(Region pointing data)

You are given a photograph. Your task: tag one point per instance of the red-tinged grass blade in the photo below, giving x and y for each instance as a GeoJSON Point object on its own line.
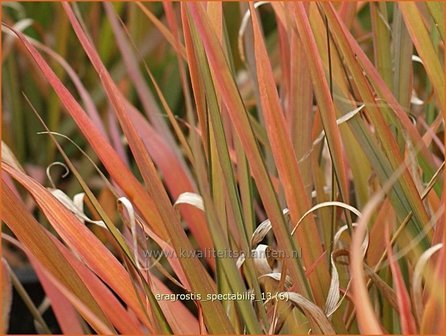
{"type": "Point", "coordinates": [405, 196]}
{"type": "Point", "coordinates": [183, 322]}
{"type": "Point", "coordinates": [380, 86]}
{"type": "Point", "coordinates": [198, 278]}
{"type": "Point", "coordinates": [124, 321]}
{"type": "Point", "coordinates": [423, 44]}
{"type": "Point", "coordinates": [323, 97]}
{"type": "Point", "coordinates": [5, 295]}
{"type": "Point", "coordinates": [433, 321]}
{"type": "Point", "coordinates": [77, 302]}
{"type": "Point", "coordinates": [114, 165]}
{"type": "Point", "coordinates": [286, 163]}
{"type": "Point", "coordinates": [226, 87]}
{"type": "Point", "coordinates": [437, 10]}
{"type": "Point", "coordinates": [176, 178]}
{"type": "Point", "coordinates": [139, 83]}
{"type": "Point", "coordinates": [171, 38]}
{"type": "Point", "coordinates": [300, 107]}
{"type": "Point", "coordinates": [81, 240]}
{"type": "Point", "coordinates": [407, 319]}
{"type": "Point", "coordinates": [34, 238]}
{"type": "Point", "coordinates": [66, 315]}
{"type": "Point", "coordinates": [225, 200]}
{"type": "Point", "coordinates": [347, 12]}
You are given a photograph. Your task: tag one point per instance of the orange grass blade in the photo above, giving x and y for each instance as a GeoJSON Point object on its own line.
{"type": "Point", "coordinates": [423, 44]}
{"type": "Point", "coordinates": [405, 311]}
{"type": "Point", "coordinates": [200, 282]}
{"type": "Point", "coordinates": [18, 219]}
{"type": "Point", "coordinates": [286, 163]}
{"type": "Point", "coordinates": [80, 239]}
{"type": "Point", "coordinates": [227, 88]}
{"type": "Point", "coordinates": [114, 165]}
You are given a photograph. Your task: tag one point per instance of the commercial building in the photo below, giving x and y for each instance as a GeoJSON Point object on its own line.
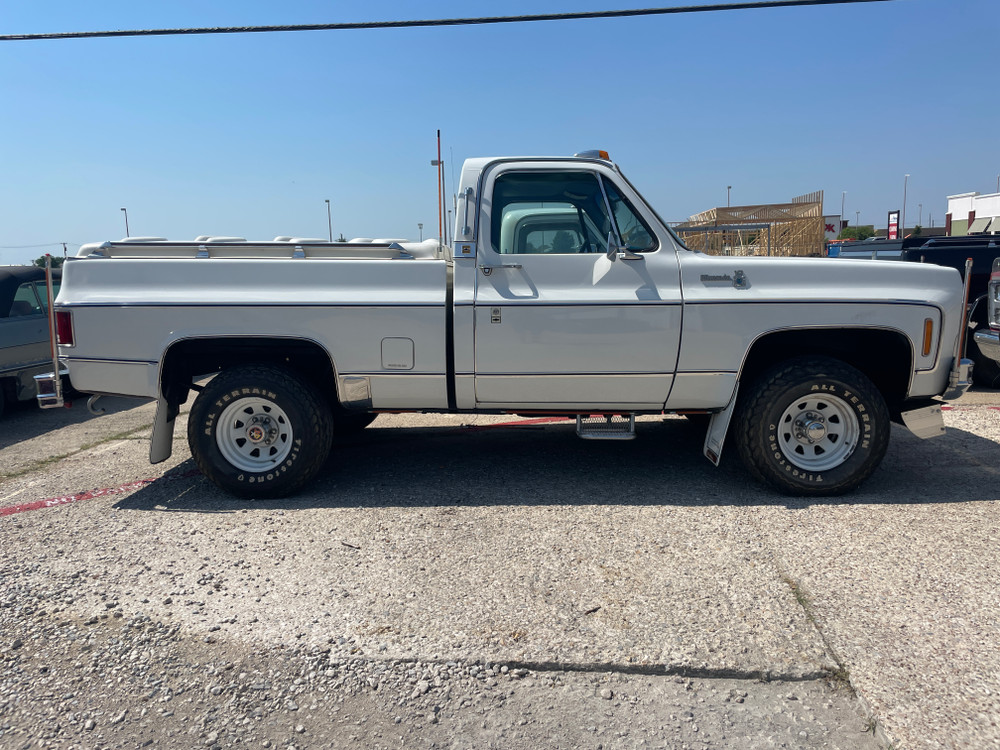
{"type": "Point", "coordinates": [972, 213]}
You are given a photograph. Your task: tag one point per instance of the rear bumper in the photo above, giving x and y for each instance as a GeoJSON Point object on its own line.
{"type": "Point", "coordinates": [988, 342]}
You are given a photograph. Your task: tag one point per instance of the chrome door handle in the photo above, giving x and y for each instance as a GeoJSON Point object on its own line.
{"type": "Point", "coordinates": [487, 270]}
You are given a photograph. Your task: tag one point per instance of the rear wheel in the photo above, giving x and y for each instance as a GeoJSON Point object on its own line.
{"type": "Point", "coordinates": [259, 431]}
{"type": "Point", "coordinates": [812, 426]}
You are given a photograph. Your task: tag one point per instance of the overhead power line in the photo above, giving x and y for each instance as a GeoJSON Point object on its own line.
{"type": "Point", "coordinates": [44, 244]}
{"type": "Point", "coordinates": [436, 22]}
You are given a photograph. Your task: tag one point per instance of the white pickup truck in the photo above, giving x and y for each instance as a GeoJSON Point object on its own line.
{"type": "Point", "coordinates": [563, 293]}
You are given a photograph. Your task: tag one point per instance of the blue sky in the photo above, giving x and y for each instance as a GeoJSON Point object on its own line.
{"type": "Point", "coordinates": [248, 135]}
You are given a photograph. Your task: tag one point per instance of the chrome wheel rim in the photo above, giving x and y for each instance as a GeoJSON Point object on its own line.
{"type": "Point", "coordinates": [254, 434]}
{"type": "Point", "coordinates": [818, 432]}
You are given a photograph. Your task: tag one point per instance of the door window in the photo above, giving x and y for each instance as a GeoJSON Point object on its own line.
{"type": "Point", "coordinates": [25, 302]}
{"type": "Point", "coordinates": [633, 231]}
{"type": "Point", "coordinates": [549, 212]}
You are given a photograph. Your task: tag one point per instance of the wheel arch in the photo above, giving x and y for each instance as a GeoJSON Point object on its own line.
{"type": "Point", "coordinates": [884, 355]}
{"type": "Point", "coordinates": [188, 358]}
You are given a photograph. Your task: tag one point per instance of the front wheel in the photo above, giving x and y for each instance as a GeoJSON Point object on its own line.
{"type": "Point", "coordinates": [812, 426]}
{"type": "Point", "coordinates": [259, 431]}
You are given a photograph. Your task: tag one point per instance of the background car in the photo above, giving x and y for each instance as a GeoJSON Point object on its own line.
{"type": "Point", "coordinates": [24, 331]}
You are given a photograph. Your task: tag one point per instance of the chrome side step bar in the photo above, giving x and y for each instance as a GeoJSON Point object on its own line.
{"type": "Point", "coordinates": [605, 426]}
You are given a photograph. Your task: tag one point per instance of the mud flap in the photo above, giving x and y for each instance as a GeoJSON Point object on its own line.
{"type": "Point", "coordinates": [718, 426]}
{"type": "Point", "coordinates": [925, 423]}
{"type": "Point", "coordinates": [162, 442]}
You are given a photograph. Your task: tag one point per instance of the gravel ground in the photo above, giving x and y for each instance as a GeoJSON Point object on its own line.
{"type": "Point", "coordinates": [574, 594]}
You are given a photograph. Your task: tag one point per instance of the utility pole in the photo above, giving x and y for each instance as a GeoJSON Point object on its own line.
{"type": "Point", "coordinates": [902, 221]}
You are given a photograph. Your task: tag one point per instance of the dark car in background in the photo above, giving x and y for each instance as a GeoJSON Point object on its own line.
{"type": "Point", "coordinates": [984, 249]}
{"type": "Point", "coordinates": [24, 331]}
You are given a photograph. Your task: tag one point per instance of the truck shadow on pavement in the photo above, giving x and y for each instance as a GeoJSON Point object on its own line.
{"type": "Point", "coordinates": [542, 465]}
{"type": "Point", "coordinates": [25, 421]}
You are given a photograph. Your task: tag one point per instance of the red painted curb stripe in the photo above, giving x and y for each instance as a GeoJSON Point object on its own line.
{"type": "Point", "coordinates": [519, 422]}
{"type": "Point", "coordinates": [91, 494]}
{"type": "Point", "coordinates": [67, 499]}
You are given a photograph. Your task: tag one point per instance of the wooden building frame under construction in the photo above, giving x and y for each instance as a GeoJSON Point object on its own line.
{"type": "Point", "coordinates": [783, 229]}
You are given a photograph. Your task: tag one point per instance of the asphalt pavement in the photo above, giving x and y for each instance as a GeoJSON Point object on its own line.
{"type": "Point", "coordinates": [470, 540]}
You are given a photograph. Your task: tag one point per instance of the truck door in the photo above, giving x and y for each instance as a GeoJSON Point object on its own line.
{"type": "Point", "coordinates": [559, 325]}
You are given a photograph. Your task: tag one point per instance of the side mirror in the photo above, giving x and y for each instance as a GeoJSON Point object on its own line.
{"type": "Point", "coordinates": [612, 251]}
{"type": "Point", "coordinates": [624, 252]}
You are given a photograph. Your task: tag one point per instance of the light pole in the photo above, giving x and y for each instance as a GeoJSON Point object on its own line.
{"type": "Point", "coordinates": [902, 228]}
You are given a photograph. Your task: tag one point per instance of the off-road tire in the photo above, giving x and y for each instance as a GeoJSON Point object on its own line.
{"type": "Point", "coordinates": [285, 405]}
{"type": "Point", "coordinates": [810, 399]}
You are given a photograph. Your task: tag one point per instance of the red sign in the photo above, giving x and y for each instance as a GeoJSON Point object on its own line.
{"type": "Point", "coordinates": [893, 232]}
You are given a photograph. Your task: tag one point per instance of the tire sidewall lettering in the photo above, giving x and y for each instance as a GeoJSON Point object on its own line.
{"type": "Point", "coordinates": [850, 398]}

Aim of the task: Produce the entries above once more, exactly as given, with each picture left out.

Written solution:
You are given a photograph. Your task: tag one point per instance of the red-tinged grass blade in the photo below, giving x and y for each instance as a GeoJSON Point object on its own line.
{"type": "Point", "coordinates": [405, 196]}
{"type": "Point", "coordinates": [183, 322]}
{"type": "Point", "coordinates": [380, 86]}
{"type": "Point", "coordinates": [198, 278]}
{"type": "Point", "coordinates": [124, 321]}
{"type": "Point", "coordinates": [423, 44]}
{"type": "Point", "coordinates": [323, 97]}
{"type": "Point", "coordinates": [5, 295]}
{"type": "Point", "coordinates": [433, 321]}
{"type": "Point", "coordinates": [77, 302]}
{"type": "Point", "coordinates": [114, 165]}
{"type": "Point", "coordinates": [286, 163]}
{"type": "Point", "coordinates": [226, 87]}
{"type": "Point", "coordinates": [437, 10]}
{"type": "Point", "coordinates": [176, 178]}
{"type": "Point", "coordinates": [139, 83]}
{"type": "Point", "coordinates": [171, 38]}
{"type": "Point", "coordinates": [300, 107]}
{"type": "Point", "coordinates": [81, 240]}
{"type": "Point", "coordinates": [407, 319]}
{"type": "Point", "coordinates": [34, 238]}
{"type": "Point", "coordinates": [66, 315]}
{"type": "Point", "coordinates": [225, 200]}
{"type": "Point", "coordinates": [347, 12]}
You are given a photograph. Your task: tag one point per instance of the orange grass blade in the photo above, giving x and y for each instance as a GeoJSON Point object on its own line.
{"type": "Point", "coordinates": [423, 44]}
{"type": "Point", "coordinates": [405, 311]}
{"type": "Point", "coordinates": [200, 282]}
{"type": "Point", "coordinates": [18, 219]}
{"type": "Point", "coordinates": [286, 163]}
{"type": "Point", "coordinates": [80, 239]}
{"type": "Point", "coordinates": [227, 88]}
{"type": "Point", "coordinates": [114, 165]}
You are given a photograph. Your task: tag one point per instance of the commercial building in the photo below, giving x and y for each instance as a GeoJSON Point object on its own line.
{"type": "Point", "coordinates": [972, 213]}
You are given a photograph. Your task: tag one point per instance of the rear bumper in the photo above, giving x and y for each instance as a GeoJSON Point object on its own line.
{"type": "Point", "coordinates": [988, 342]}
You are given a photograph. Your task: tag one point per instance of the chrome door handle in the photo above, giving x and y for each instance as a GeoJSON Point object on its own line.
{"type": "Point", "coordinates": [487, 270]}
You are given a photograph. Your task: tag one point per instance of the rear wheel in the photo above, giving x and y for each instance as a GeoJSON Point object on its own line.
{"type": "Point", "coordinates": [259, 431]}
{"type": "Point", "coordinates": [812, 426]}
You are given a photograph. Your task: tag one point per instance of the overhead power line in the photo above, giving x and y for each instance as a GeoJSON Point object on its own line.
{"type": "Point", "coordinates": [44, 244]}
{"type": "Point", "coordinates": [436, 22]}
You are given a photograph. Your task: tag one point per instance of the white pickup truck in the photo above, giving x and y for each instance as a GeoJSON Point object on its own line.
{"type": "Point", "coordinates": [563, 293]}
You are given a photograph. Your task: tag one point per instance of the blue sky in the photo above, giving x and y for each instance as a GeoJSON Point object on its own line.
{"type": "Point", "coordinates": [248, 135]}
You are given a photograph. Your task: tag one point per instance of the chrome wheel rim in the photo above, giving x and y for each instance as a GeoJSON Point object on its own line.
{"type": "Point", "coordinates": [254, 434]}
{"type": "Point", "coordinates": [818, 432]}
You are given a photograph. Your task: tag one point per instance of the door window in the photo above, giving x and y for each instance as a GeoJSON Point object on its own line.
{"type": "Point", "coordinates": [25, 302]}
{"type": "Point", "coordinates": [633, 231]}
{"type": "Point", "coordinates": [549, 212]}
You are given a photograph. Your task: tag one point per instance of the wheel arch in the photo above, giving x and y for each instance as a GeoJSON Point object on its own line.
{"type": "Point", "coordinates": [884, 355]}
{"type": "Point", "coordinates": [188, 358]}
You are given a photograph. Your task: tag one point per instance of the front wheel in the photo above, giving x and y for each instance as a GeoJSON Point object on its own line.
{"type": "Point", "coordinates": [812, 426]}
{"type": "Point", "coordinates": [259, 431]}
You are given a photograph. Your task: tag one point per instance of the background car in the photo above, giving x and y for each instance as a GeoJSON Point object on its own line.
{"type": "Point", "coordinates": [24, 331]}
You are given a photograph. Your task: tag one point per instance of the chrome side step bar in the photo above, giving x and y for each instance as a GeoJSON Point object on its own line.
{"type": "Point", "coordinates": [605, 426]}
You are given a photograph. Your task: tag one point per instance of the mud flap in the photo above, giving x and y for each instance as a GeoJSON Point object on its own line.
{"type": "Point", "coordinates": [718, 426]}
{"type": "Point", "coordinates": [925, 423]}
{"type": "Point", "coordinates": [162, 442]}
You are given a photograph. Your task: tag one point per instance of the gravel ground in the photo above, giving x and y for each instance as a GeoJSON Point object on its own line.
{"type": "Point", "coordinates": [574, 594]}
You are given a photograph. Your task: tag one point per instance of the utility pole in the photo above, giving x and y for each instance as a GeoJSON Point object on its own line.
{"type": "Point", "coordinates": [902, 221]}
You are given a photograph. Your task: tag one point per instance of the dark car in background in the photo above, giving x and y for each instance as a GeoJSON Point object on its own line.
{"type": "Point", "coordinates": [984, 249]}
{"type": "Point", "coordinates": [24, 331]}
You are given a photograph. Your task: tag one point per instance of the truck shadow on pavement in the photo above, giving x and y for each instance as a GeoJSON Point object on its own line.
{"type": "Point", "coordinates": [542, 465]}
{"type": "Point", "coordinates": [25, 421]}
You are given a photograph. Your task: tag one point per instance of the red painted curb stripe in the photo above, giving x and y for each instance as a GeoJSON Point object on its own line.
{"type": "Point", "coordinates": [519, 422]}
{"type": "Point", "coordinates": [91, 494]}
{"type": "Point", "coordinates": [67, 499]}
You are given a photograph. Your task: tag one point per instance of the wooden building frame under construction in the photo above, giving x and y for each instance as a GeoJSON Point object on its own line.
{"type": "Point", "coordinates": [783, 229]}
You are given a photograph. Your task: tag one point per instance of the asphalt pavement in the photo above, giving x and y for each instance as a GeoJSON Point object on its own line.
{"type": "Point", "coordinates": [470, 540]}
You are given a photograph. Your task: tag one point per instance of the truck door in the photo above, giving x and y for each instance as a GeoJSON Point object on its own line.
{"type": "Point", "coordinates": [559, 325]}
You are given a photograph. Your task: tag one point per instance of the side mirror in the photo above, giving x and y for each instance as a GeoJSON Point object on its own line.
{"type": "Point", "coordinates": [612, 251]}
{"type": "Point", "coordinates": [624, 252]}
You are given a photograph. Your task: tag one point per instance of the light pole in the photo above, giving x and y for each instance as a GeoJSON Point object on its own line.
{"type": "Point", "coordinates": [902, 228]}
You are given a photograph. Your task: tag one point per instance of the off-road tire in the photo above, giving x and y for each instance as a GeoJSON Point object on its own line.
{"type": "Point", "coordinates": [285, 405]}
{"type": "Point", "coordinates": [810, 399]}
You are given a photograph. Your task: tag one point per instance of the red sign in the photo above, giving x and y for each instance as a GeoJSON Point object on its own line.
{"type": "Point", "coordinates": [893, 232]}
You are given a photograph. Your task: tag one point per instance of the tire sidewall lettering in the photo above, giving x and y for each instance as a GeoJSON Point object on its own line.
{"type": "Point", "coordinates": [850, 398]}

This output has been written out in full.